2023/8/24

眠らせていては意味がない。お金は望む未来への「投票権」だ

NewsPicks Brand Design / Editor
 2000年代前半から、政府が「貯蓄から投資へ」を訴えたこともあり、個人投資家の投資意欲が増しつつある。実際、2023年3月末のつみたてNISAの口座数は540万口座。2018年末の53万口座から約5年で10倍以上増加した。(※1)
※1 出典:日本証券業協会「NISA口座開設・利用状況調査結果(2023年3月)」
 一方でつみたてNISAを活用し、投資信託を購入しても、個人が投資した資金が何に使われているのか把握している人は少ない。
「自国の成長企業への投資が進まないことには、個人資産の金融市場への流入による景気回復が進まず、最終的に個人の継続的な投資意欲も削がれるのではないか」
 そう語るのは、成長企業に固定利回りで貸付投資ができるサービスを手掛けるファンズ株式会社の代表取締役、藤田雄一郎氏だ。
 では個人投資家は投資の際にどんな観点を持てばよいのか。
◆ ◆ ◆ ◆
課題について →
個人投資に関する記事の続きを、最後の一文の後から書いてください。 記録は、個人投資に関する記事とは別の出典から取られている。

出典情報 →
◆ ◆ ◆ ◆
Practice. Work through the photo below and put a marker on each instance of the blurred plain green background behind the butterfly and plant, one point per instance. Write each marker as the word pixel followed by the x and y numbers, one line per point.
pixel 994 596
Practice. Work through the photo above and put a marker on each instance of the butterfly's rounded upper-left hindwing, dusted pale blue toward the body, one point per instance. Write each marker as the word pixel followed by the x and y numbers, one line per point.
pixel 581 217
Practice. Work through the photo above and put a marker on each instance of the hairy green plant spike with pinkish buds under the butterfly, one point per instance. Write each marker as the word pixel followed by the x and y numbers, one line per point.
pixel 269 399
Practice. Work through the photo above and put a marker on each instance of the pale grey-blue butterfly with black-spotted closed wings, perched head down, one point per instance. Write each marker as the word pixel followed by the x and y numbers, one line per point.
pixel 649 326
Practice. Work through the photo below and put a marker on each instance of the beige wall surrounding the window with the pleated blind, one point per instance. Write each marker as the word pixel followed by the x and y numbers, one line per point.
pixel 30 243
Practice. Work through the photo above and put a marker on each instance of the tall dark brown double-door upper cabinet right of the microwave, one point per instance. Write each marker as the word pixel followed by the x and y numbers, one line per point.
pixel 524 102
◆ ◆ ◆ ◆
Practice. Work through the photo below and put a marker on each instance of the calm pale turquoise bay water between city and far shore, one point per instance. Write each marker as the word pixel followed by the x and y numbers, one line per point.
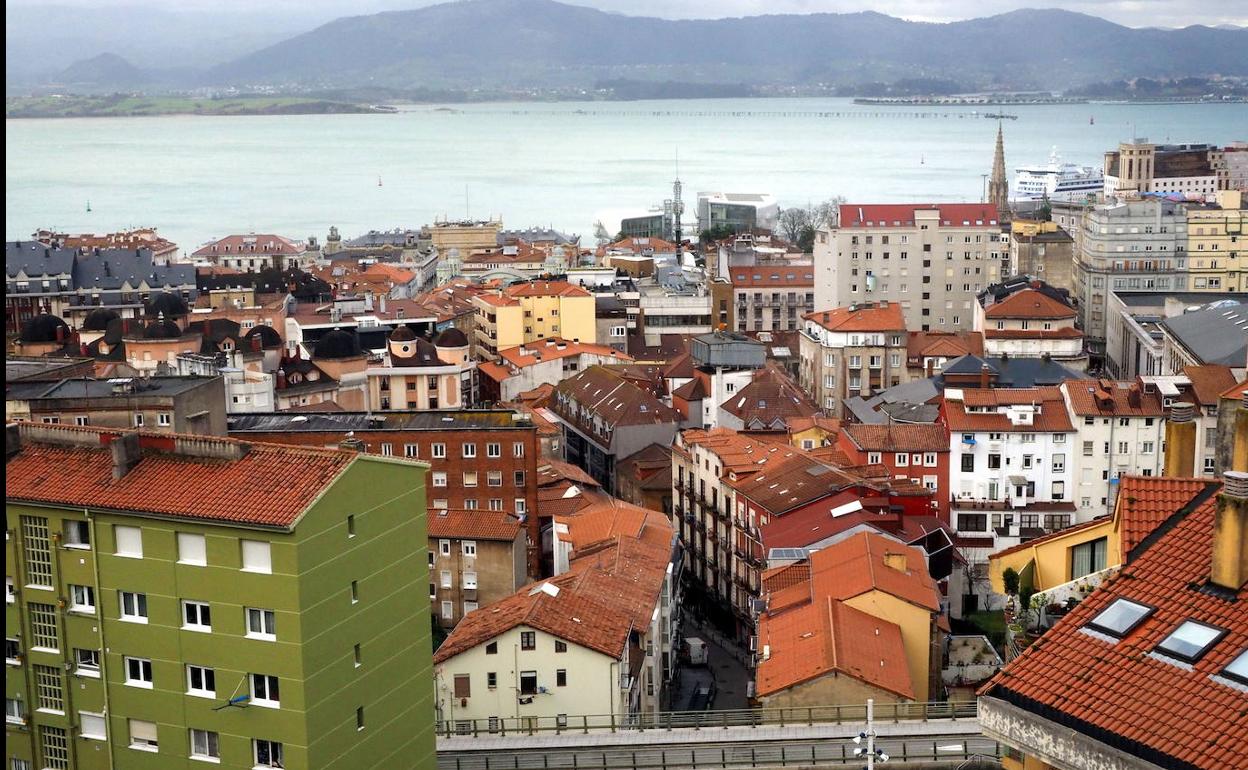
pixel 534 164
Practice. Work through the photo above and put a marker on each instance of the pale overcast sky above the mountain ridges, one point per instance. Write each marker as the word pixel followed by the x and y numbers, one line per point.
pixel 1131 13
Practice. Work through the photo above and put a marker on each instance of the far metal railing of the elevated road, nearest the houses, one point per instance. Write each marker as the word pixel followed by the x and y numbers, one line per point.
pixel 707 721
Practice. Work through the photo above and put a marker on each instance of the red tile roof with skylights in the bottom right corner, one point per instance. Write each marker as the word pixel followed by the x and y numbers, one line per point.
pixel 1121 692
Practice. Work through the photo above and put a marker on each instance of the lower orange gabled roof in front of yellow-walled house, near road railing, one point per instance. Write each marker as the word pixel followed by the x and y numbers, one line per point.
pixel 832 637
◆ ◆ ◆ ◆
解答欄 →
 慶應義塾大学総合政策学部准教授であり、上場企業を含む数社のスタートアップの社外取締役を兼務する経営学者、琴坂将広氏と意見を交わした。

「投資」は「投票」だ

──「貯蓄から投資へ」をスローガンに掲げるなど、政府も個人の投資を後押ししています。個人投資家の活動について、現状をどう考えていますか。
藤田 資産運用の重要性について、みなさんの理解も進み、投資に興味関心を持つ人が増えてきました。これはとても良い傾向だと思います。
 一方で、投資された資金がどんな使われ方をしているか。この議論はあまりなされていません。
 例えばつみたてNISAなどを活用し、インデックスファンドを購入した場合、自分の資産がどこの企業にどれだけ渡り、何に使われているのかわかりづらい。
 もちろん、投資信託やETFは個人が資産形成をする上で重要な手段の一つですし、より多くの人が実践すべき投資の王道といえます。
 ただ、投資をした資産が日本の成長企業に渡り、成長資金として活用されれば、日本経済の活性化につながりますよね。
 そういう観点での投資先選びも、もっと広がってほしいと思います。
琴坂 投資は社会との関わりを多様にするものだと私は考えています。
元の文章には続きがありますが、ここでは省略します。